Problems:
1. In the Qwen tokenizer thread, what symbol does the Qwen3-Embedding-0.6B tokenizer add for a space?
2. Summarize the Qwen tokenizer thread in two sentences.
3. Write the next part of the Qwen tokenizer thread, picking up right after its final line.

Page extract:
• • • • • • •

Qwen tokenizer, omit Ġ from offset_mapping

I want to match words in text with the tokens created by Qwen’s tokenizer based on their text spans. I can get the text spans of the tokens from the offset_mapping but Qwen3-Embedding-0.6B tokenizer adds the Ġ symbol for space, which is also added in the offset_mapping. Can I omit the effect of Ġ/ spacein the offset_mapping from the library, or should I do it manually?

1 Like

How about like this?

from transformers import AutoTokenizer

model_ids = ["Qwen/Qwen3-Embedding-0.6B", "google-bert/bert-base-cased"]

for model_id in model_ids:
    # 1. Prepare tokenizer and text
    tokenizer = AutoTokenizer.from_pretrained(model_id, add_prefix_space=False)
    text      = "A girl is styling her hair."

    # 2. Encode with offsets
    encoding  = tokenizer(text, return_offsets_mapping=True, add_special_tokens=False)

• • • • • • •

Point annotation records:
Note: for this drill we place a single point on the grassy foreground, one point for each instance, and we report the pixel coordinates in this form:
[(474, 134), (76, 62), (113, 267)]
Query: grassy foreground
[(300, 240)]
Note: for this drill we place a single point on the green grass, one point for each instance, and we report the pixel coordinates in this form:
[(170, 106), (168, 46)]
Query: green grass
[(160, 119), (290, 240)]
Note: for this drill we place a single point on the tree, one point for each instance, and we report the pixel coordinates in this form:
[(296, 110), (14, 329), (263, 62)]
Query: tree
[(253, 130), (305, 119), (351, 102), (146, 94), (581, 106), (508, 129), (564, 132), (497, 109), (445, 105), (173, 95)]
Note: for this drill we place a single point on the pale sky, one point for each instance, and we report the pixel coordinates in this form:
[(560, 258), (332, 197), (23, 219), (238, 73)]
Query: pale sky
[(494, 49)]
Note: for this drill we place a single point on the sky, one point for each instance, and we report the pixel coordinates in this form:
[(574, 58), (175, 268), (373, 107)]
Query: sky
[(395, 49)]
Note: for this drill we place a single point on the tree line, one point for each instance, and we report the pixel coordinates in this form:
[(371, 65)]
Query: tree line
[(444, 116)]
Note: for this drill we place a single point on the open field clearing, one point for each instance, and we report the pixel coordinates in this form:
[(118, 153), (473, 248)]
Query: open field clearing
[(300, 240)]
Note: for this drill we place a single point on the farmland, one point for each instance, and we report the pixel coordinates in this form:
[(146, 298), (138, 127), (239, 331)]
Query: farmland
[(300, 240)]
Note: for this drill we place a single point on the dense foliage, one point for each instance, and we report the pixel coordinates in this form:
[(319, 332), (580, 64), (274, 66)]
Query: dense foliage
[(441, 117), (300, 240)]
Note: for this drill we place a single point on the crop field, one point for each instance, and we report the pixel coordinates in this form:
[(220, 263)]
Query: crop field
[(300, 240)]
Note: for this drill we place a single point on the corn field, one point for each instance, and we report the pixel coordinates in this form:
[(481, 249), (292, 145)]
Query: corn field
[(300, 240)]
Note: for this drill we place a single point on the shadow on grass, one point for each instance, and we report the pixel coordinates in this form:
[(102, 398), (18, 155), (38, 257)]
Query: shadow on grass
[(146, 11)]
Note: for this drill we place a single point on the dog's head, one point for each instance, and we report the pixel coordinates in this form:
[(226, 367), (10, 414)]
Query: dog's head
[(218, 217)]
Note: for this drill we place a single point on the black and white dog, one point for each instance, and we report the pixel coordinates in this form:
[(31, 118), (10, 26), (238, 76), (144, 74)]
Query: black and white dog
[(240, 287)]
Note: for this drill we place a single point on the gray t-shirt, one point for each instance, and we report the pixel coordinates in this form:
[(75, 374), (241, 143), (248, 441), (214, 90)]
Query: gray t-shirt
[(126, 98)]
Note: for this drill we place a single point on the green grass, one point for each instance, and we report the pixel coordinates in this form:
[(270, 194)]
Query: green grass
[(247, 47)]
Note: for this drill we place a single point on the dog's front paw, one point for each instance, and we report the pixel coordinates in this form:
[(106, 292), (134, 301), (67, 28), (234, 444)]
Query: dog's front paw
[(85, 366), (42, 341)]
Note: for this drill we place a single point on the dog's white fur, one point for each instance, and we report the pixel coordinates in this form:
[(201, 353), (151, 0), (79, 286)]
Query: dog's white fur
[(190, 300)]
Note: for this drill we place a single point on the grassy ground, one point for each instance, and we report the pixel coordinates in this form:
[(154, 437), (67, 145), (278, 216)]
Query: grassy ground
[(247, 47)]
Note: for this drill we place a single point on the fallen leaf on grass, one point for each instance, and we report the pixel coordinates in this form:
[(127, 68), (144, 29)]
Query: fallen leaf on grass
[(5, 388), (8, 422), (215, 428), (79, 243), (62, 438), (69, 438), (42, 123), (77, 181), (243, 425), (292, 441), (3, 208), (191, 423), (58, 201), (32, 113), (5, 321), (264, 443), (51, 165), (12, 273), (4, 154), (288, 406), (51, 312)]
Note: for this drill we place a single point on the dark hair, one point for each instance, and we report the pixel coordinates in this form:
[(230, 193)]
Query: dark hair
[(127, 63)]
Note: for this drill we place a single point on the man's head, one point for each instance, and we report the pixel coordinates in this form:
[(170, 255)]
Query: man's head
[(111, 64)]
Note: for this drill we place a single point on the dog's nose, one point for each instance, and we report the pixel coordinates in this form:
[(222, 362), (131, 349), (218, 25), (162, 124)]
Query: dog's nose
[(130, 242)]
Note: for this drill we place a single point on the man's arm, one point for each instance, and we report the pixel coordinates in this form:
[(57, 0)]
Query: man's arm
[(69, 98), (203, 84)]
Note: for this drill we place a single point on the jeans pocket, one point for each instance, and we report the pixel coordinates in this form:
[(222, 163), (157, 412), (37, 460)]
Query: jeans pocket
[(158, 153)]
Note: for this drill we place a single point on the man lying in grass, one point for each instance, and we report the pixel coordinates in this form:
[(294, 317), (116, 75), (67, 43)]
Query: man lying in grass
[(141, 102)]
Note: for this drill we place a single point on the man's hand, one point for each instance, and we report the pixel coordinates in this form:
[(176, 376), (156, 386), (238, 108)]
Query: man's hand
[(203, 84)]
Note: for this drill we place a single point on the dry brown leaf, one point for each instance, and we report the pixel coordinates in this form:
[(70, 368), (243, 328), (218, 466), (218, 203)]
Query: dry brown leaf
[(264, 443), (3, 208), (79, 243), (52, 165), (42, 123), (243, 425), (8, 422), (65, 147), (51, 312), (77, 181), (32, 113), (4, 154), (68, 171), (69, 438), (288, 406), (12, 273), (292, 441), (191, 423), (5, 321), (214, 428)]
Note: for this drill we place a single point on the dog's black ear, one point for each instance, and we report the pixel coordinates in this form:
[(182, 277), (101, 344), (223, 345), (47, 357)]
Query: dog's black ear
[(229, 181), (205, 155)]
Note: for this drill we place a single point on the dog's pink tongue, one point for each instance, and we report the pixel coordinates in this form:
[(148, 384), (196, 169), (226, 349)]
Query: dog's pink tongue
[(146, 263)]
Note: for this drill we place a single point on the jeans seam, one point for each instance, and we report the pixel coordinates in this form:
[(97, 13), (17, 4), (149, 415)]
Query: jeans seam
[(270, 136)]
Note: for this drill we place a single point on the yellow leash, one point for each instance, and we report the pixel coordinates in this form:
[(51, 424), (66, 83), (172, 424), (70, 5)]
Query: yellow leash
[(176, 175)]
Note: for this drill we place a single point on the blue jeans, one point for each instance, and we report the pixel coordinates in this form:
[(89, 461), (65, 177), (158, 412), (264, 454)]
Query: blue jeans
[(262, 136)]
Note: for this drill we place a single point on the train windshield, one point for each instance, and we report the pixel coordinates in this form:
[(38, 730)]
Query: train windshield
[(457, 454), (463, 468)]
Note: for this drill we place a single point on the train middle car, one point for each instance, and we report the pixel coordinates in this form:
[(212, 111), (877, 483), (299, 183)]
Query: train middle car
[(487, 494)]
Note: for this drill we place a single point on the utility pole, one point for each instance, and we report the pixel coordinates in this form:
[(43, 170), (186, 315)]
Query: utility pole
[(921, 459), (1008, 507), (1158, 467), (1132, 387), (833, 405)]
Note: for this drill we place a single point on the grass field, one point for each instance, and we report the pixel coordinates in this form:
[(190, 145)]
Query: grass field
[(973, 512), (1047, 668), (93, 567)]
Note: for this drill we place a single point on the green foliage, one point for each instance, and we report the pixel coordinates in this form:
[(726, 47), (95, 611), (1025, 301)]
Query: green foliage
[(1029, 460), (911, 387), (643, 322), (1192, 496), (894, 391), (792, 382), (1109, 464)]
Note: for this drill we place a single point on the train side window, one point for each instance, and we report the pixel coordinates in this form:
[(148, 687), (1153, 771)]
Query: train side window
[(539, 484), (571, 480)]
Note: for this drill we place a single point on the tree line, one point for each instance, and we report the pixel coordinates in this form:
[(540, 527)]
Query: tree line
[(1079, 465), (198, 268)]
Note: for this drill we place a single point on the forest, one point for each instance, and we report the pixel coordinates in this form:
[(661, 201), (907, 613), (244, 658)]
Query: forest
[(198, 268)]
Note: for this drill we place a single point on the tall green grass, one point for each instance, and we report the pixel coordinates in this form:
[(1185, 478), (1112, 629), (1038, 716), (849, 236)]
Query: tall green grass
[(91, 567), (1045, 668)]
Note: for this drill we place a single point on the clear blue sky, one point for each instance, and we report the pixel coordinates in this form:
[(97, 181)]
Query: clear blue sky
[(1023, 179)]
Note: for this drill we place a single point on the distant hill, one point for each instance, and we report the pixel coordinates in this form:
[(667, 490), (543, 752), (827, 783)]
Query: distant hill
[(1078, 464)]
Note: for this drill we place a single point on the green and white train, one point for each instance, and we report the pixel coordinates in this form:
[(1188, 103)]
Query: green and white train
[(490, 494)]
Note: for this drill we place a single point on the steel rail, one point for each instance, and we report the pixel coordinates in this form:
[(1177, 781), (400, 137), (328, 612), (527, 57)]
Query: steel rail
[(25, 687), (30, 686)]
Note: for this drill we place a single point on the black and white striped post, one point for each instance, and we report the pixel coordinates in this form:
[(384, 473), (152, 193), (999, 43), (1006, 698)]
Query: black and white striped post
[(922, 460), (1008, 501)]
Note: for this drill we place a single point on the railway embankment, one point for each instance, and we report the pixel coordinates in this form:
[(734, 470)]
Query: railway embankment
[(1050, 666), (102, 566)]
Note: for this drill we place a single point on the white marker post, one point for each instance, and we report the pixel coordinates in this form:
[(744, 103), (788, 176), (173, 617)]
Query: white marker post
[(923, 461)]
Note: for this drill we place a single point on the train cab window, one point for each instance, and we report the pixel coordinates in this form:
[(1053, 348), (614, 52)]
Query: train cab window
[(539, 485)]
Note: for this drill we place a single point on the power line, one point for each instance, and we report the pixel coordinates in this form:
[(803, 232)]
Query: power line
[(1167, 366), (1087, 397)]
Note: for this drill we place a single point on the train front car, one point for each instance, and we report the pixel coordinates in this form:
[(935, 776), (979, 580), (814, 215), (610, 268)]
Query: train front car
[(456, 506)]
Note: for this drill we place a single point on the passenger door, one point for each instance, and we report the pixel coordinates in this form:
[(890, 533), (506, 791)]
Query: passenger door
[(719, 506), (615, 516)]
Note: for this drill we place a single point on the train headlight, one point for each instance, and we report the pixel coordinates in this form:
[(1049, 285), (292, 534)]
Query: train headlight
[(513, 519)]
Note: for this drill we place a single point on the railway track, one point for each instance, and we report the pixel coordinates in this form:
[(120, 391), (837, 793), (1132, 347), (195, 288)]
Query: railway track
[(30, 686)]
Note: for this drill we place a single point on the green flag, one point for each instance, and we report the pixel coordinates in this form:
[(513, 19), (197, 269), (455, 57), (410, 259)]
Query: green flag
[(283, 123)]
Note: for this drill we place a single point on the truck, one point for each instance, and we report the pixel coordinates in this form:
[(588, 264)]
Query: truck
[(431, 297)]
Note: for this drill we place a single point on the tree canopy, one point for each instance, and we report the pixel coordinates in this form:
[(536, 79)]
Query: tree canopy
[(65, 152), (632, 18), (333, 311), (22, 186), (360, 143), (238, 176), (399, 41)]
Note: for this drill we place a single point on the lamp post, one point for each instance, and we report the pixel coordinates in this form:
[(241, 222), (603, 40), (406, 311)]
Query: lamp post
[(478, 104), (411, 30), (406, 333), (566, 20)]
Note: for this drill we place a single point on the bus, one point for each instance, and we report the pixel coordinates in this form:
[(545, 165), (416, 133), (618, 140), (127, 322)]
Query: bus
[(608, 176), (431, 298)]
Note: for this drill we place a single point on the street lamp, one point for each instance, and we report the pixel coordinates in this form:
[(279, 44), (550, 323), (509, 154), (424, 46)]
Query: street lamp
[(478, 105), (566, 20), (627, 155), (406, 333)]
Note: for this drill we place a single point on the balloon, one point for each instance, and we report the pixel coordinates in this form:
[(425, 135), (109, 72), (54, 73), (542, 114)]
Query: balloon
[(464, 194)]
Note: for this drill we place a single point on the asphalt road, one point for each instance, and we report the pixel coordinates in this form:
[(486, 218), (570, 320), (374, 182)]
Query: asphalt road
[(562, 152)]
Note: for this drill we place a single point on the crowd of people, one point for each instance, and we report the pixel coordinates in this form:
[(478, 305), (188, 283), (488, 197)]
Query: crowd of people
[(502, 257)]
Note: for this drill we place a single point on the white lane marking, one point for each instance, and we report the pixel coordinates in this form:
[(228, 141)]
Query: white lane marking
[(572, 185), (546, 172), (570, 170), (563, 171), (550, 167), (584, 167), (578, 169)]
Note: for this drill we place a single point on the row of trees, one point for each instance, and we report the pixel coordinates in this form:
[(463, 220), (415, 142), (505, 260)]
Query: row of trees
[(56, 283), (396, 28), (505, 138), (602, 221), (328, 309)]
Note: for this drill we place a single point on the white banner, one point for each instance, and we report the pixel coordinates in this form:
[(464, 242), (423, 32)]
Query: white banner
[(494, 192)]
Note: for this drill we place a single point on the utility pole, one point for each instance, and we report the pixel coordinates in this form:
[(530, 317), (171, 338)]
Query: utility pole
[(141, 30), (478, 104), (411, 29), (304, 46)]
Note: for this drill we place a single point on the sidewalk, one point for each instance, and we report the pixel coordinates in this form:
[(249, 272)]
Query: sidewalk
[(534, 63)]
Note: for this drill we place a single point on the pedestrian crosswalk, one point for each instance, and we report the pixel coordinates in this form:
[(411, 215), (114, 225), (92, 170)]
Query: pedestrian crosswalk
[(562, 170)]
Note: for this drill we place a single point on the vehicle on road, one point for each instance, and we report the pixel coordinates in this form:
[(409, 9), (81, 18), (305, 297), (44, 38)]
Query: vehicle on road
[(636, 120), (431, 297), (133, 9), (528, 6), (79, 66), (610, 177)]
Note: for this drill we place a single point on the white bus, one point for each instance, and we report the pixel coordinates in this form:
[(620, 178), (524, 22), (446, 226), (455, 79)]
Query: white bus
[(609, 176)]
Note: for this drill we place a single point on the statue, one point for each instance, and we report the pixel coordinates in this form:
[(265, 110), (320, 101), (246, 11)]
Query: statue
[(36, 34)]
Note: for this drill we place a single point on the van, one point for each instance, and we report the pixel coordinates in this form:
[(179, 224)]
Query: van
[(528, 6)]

• • • • • • •

Answers to the tasks:
1. It adds the Ġ symbol.

2. A user wants to match words in a text with the tokens from Qwen's tokenizer by their text spans, but the Qwen3-Embedding-0.6B tokenizer adds the Ġ symbol for spaces, which also appears in offset_mapping, so the user asks whether the library can omit this or it must be done manually. A reply proposes code that loads the Qwen tokenizer and a BERT tokenizer with add_prefix_space=False and encodes a sample sentence with return_offsets_mapping=True and add_special_tokens=False.

3.
    tokens    = tokenizer.convert_ids_to_tokens(encoding["input_ids"])
    offsets   = encoding["offset_mapping"]

    # 3. Adjust spans: skip the leading space for 'Ġ' tokens
    corrected_offsets = []
    for tok, (start, end) in zip(tokens, offsets):
        if tok.startswith("Ġ") and start < len(text) and text[start] == " ":
            start += 1
        corrected_offsets.append((start, end))

    print(model_id)
    print(tokens)
    print("Original:", offsets)
    print("Corrected:", corrected_offsets)

"""
Qwen/Qwen3-Embedding-0.6B
['A', 'Ġgirl', 'Ġis', 'Ġstyling', 'Ġher', 'Ġhair', '.']
Original: [(0, 1), (1, 6), (6, 9), (9, 17), (17, 21), (21, 26), (26, 27)]
Corrected: [(0, 1), (2, 6), (7, 9), (10, 17), (18, 21), (22, 26), (26, 27)]
google-bert/bert-base-cased
['A', 'girl', 'is', 'styling', 'her', 'hair', '.']
Original: [(0, 1), (2, 6), (7, 9), (10, 17), (18, 21), (22, 26), (26, 27)]
Corrected: [(0, 1), (2, 6), (7, 9), (10, 17), (18, 21), (22, 26), (26, 27)]
"""
1 Like

@John6666 thank you for your reply.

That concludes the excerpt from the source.